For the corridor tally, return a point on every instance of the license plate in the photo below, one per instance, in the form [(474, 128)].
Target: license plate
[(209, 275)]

*-*-*

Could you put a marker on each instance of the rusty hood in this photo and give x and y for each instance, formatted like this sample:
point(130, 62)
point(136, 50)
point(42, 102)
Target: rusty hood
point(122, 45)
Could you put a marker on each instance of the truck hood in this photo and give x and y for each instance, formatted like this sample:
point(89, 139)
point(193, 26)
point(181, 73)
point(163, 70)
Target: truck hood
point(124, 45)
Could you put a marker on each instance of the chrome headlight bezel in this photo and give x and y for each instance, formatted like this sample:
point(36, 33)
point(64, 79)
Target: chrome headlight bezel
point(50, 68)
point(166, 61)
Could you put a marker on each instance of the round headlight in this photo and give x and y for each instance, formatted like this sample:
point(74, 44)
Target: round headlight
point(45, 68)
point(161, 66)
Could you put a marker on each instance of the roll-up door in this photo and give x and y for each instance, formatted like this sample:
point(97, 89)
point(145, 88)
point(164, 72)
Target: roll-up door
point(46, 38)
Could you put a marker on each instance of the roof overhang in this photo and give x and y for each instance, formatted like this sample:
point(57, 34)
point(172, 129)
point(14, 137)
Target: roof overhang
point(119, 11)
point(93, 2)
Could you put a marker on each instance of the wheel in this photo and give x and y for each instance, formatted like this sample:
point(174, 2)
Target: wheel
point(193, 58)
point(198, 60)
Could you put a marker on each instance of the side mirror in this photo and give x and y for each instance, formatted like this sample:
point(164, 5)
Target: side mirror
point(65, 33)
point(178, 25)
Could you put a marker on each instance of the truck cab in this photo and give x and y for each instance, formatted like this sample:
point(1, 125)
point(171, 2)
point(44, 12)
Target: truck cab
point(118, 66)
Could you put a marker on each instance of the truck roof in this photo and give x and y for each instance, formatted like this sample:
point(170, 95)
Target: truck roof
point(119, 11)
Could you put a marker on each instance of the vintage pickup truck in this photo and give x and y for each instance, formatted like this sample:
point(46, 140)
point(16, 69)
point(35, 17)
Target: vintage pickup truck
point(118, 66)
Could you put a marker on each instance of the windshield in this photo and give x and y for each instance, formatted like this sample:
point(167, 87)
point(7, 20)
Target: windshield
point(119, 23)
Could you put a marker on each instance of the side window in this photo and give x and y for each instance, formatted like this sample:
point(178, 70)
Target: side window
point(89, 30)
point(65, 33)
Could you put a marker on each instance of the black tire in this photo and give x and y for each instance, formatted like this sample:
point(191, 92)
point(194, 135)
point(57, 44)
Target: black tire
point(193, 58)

*-*-*

Problem details: Set down again, word for word, the stretch of records from the line with "Could you put a marker on each instance of the rusty" to the line with "point(64, 79)", both of those lines included.

Written answer:
Could you put a marker on each instance of the rusty hood in this photo and give x and y for each instance, formatted like this sample:
point(130, 62)
point(136, 50)
point(42, 102)
Target: rusty hood
point(122, 45)
Could you put a marker on each instance of the truck hood in this photo and give x and y for each instance, formatted like this sample:
point(89, 139)
point(193, 26)
point(181, 73)
point(163, 70)
Target: truck hood
point(124, 45)
Could you put a marker on each instance of the chrome headlight bezel in this photo and give x and y for each instance, formatted like this sample:
point(36, 33)
point(64, 79)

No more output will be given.